* [TEXT SHOWN]
** BEGIN **

[lammps-users] problems with releasing processors after deleting the job

Hi,

I am running parallel job with Lammps in the cluster. The job was submitted using PBS script. When I deleted/canceled the jobs, the processors occupied by the job were sometimes not released. But the system showed the jobs have been deleted. It seems these processors would be always occupied. Is it the problem of the my Lammps input command? Many thanks.

Regards,

Hi,

I am running parallel job with Lammps in the cluster. The job was submitted
using PBS script. When I deleted/canceled the jobs, the processors occupied
by the job were sometimes not released. But the system showed the jobs have
been deleted. It seems these processors would be always occupied. Is it the
problem of the my Lammps input command? Many thanks.

no, this is the problem of your cluster setup or MPI launcher/library.

** END **

* [PROBLEM TO WORK ON] Please copy the whole LAMMPS thread about processors staying occupied after a deleted job, word for word. The rows are separate material with no connection to the LAMMPS thread.

* [DATA SUPPLIED]
** BEGIN **

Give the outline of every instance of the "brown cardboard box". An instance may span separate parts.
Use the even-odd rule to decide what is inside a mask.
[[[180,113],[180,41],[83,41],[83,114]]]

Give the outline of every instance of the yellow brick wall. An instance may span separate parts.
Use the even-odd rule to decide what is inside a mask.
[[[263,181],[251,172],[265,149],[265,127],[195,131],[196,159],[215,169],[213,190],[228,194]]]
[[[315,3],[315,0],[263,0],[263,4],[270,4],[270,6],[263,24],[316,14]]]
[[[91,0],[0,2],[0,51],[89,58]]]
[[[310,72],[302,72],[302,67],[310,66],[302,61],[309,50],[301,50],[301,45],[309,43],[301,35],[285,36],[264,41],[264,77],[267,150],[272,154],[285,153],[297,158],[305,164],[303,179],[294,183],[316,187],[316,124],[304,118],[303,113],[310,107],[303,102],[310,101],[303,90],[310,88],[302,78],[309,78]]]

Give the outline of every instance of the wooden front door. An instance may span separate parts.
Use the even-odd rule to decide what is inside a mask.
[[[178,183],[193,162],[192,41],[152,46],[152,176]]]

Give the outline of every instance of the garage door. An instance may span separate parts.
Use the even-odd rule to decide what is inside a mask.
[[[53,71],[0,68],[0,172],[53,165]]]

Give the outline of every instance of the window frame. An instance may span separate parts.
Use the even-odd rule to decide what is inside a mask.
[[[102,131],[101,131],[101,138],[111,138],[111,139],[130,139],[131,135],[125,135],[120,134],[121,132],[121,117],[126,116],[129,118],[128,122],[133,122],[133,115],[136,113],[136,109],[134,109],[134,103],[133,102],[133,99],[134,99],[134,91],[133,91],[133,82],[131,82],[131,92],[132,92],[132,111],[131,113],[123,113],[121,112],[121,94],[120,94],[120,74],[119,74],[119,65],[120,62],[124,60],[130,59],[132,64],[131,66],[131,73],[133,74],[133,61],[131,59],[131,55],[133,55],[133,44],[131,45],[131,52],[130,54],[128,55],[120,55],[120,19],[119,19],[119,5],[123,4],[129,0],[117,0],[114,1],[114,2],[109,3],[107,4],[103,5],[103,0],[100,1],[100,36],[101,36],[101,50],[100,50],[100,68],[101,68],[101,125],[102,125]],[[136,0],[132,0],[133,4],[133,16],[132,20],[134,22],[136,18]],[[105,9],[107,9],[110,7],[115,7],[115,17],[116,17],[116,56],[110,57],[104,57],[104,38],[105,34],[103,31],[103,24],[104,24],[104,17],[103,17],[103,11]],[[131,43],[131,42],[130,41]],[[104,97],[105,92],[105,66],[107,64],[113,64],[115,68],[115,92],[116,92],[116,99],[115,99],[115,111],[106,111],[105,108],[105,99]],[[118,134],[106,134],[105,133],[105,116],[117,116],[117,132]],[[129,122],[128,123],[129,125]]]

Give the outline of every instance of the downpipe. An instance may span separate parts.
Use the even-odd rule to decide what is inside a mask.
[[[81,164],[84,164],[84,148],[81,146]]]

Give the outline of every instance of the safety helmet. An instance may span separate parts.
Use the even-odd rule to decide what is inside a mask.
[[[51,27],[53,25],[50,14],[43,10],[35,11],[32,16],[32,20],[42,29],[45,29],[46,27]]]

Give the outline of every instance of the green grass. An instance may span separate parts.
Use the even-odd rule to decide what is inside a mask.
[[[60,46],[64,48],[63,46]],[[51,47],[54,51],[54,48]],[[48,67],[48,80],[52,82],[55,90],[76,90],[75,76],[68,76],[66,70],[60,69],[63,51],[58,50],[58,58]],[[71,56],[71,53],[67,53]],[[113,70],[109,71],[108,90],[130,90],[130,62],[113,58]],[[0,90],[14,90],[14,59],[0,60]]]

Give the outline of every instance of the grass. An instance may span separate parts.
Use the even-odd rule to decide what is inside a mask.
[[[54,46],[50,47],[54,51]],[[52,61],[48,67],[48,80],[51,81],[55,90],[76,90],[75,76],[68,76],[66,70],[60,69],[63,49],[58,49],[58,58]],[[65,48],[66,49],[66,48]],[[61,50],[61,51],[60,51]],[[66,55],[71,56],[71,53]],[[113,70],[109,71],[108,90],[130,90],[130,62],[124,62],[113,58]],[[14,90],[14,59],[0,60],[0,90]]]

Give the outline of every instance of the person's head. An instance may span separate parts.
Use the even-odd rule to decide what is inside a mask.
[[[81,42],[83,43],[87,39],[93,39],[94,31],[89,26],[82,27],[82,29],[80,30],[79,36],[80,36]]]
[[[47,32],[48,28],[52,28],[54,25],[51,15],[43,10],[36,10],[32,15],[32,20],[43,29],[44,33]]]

** END **

* [OUTPUT FOR THIS EXERCISE]
[lammps-users] problems with releasing processors after deleting the job

Hi,

I am running parallel job with Lammps in the cluster. The job was submitted using PBS script. When I deleted/canceled the jobs, the processors occupied by the job were sometimes not released. But the system showed the jobs have been deleted. It seems these processors would be always occupied. Is it the problem of the my Lammps input command? Many thanks.

Regards,

Hi,

I am running parallel job with Lammps in the cluster. The job was submitted
using PBS script. When I deleted/canceled the jobs, the processors occupied
by the job were sometimes not released. But the system showed the jobs have
been deleted. It seems these processors would be always occupied. Is it the
problem of the my Lammps input command? Many thanks.

no, this is the problem of your cluster setup or MPI launcher/library.